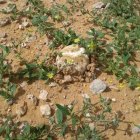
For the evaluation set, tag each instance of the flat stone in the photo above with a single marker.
(21, 109)
(73, 60)
(98, 86)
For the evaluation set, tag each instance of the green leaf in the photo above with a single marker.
(59, 116)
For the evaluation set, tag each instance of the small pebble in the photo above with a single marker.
(43, 95)
(98, 86)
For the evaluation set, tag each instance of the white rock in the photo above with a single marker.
(85, 96)
(53, 84)
(67, 79)
(45, 110)
(98, 86)
(135, 130)
(3, 35)
(72, 60)
(98, 5)
(4, 21)
(23, 84)
(21, 109)
(43, 95)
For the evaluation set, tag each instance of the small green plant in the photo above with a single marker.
(7, 88)
(86, 123)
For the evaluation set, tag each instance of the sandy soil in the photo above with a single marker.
(125, 98)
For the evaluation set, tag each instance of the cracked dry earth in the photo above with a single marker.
(124, 99)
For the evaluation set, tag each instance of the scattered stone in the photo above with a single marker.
(64, 96)
(25, 23)
(67, 79)
(23, 45)
(73, 60)
(33, 99)
(91, 126)
(4, 21)
(100, 5)
(98, 86)
(66, 23)
(45, 110)
(22, 109)
(9, 8)
(53, 84)
(2, 1)
(43, 95)
(3, 35)
(23, 84)
(136, 130)
(10, 102)
(88, 115)
(30, 39)
(114, 87)
(85, 96)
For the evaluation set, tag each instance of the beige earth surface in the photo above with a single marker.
(125, 99)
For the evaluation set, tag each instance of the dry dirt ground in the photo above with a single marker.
(125, 98)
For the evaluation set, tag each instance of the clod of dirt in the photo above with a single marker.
(67, 79)
(73, 60)
(2, 1)
(33, 99)
(136, 130)
(98, 86)
(21, 109)
(43, 95)
(45, 110)
(4, 21)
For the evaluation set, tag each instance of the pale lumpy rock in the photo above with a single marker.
(72, 60)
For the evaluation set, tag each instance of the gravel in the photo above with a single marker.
(98, 86)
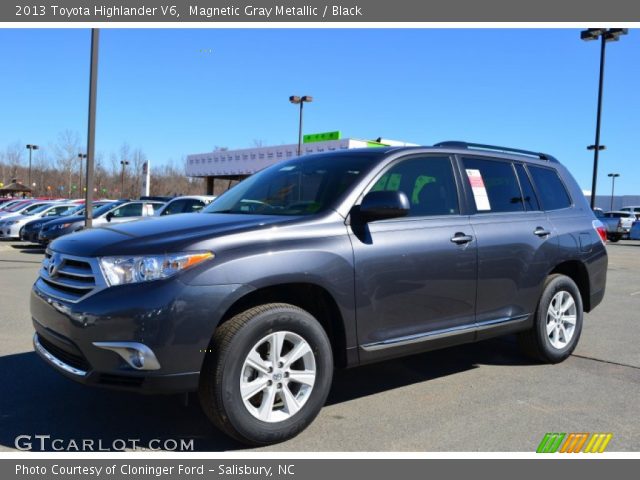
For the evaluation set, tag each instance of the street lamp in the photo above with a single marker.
(124, 163)
(606, 35)
(613, 184)
(300, 100)
(31, 148)
(81, 156)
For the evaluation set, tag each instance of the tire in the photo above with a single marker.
(546, 341)
(227, 369)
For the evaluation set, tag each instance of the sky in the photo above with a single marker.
(173, 92)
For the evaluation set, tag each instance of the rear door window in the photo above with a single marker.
(553, 193)
(128, 210)
(174, 207)
(528, 193)
(193, 206)
(494, 185)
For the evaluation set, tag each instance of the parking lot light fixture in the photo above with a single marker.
(31, 148)
(613, 184)
(300, 101)
(124, 164)
(605, 35)
(81, 156)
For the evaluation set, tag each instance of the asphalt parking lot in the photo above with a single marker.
(482, 397)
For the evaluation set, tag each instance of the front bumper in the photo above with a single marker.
(12, 231)
(176, 321)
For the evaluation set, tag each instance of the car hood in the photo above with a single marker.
(66, 219)
(158, 235)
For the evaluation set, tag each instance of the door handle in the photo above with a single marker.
(460, 238)
(541, 232)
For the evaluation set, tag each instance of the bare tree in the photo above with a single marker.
(66, 152)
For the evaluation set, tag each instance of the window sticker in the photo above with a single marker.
(479, 191)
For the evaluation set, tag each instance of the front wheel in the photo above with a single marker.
(267, 374)
(557, 323)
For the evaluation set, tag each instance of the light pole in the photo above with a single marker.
(597, 149)
(613, 185)
(81, 156)
(31, 148)
(300, 100)
(124, 163)
(606, 35)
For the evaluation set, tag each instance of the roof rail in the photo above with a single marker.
(480, 146)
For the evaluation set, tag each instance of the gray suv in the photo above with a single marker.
(324, 261)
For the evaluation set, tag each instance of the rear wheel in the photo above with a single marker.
(557, 323)
(267, 375)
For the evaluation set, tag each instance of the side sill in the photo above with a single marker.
(481, 327)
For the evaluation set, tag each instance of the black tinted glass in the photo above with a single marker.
(553, 193)
(528, 194)
(427, 182)
(494, 185)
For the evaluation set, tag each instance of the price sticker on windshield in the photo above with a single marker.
(479, 191)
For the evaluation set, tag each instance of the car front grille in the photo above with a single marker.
(67, 277)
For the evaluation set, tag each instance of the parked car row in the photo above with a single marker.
(619, 222)
(41, 221)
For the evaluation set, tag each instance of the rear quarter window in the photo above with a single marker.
(552, 191)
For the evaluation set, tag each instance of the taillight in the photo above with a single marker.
(601, 230)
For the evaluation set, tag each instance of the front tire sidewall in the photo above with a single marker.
(555, 285)
(249, 427)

....................

* **WORK TO DO**:
Set out exactly the run of lines that begins at the line holding "For the evaluation set, tag each instance of the roof" and ends at the last line of the data.

* **ANSWER TO THIS PROBLEM**:
For the evaluation set, tag each instance of the roof rail in the photo above with a single marker.
(480, 146)
For the evaluation set, tag each instance of the gray suv in the photo above with a single marker.
(324, 261)
For the evaluation set, tag each instance of the rear wheel in the photo above with a single marker.
(557, 323)
(267, 375)
For the evaluation set, tag each instance of the side sill in the photo above with a single marker.
(481, 327)
For the evaluation set, tag each instance of the black tinted glass in the photo above with a single marker.
(553, 193)
(528, 194)
(427, 182)
(494, 185)
For the evaluation set, tag each instance of the price sticker on windshield in the photo above with a single marker.
(479, 191)
For the evaluation set, tag each instance of the car front grille in the photo above with a single marker.
(67, 277)
For the evaluation set, tag each instance of the parked car row in the photo above with a single marker.
(619, 222)
(41, 221)
For the evaluation set, tag each instance of the rear quarter window in the photo above with a single marker.
(552, 191)
For the evaluation set, tag each instance of the taillight in the photo above with a single marker.
(601, 230)
For the evaluation set, tag each instance of the front tire sidewall in the photo above with a single marker.
(555, 285)
(249, 427)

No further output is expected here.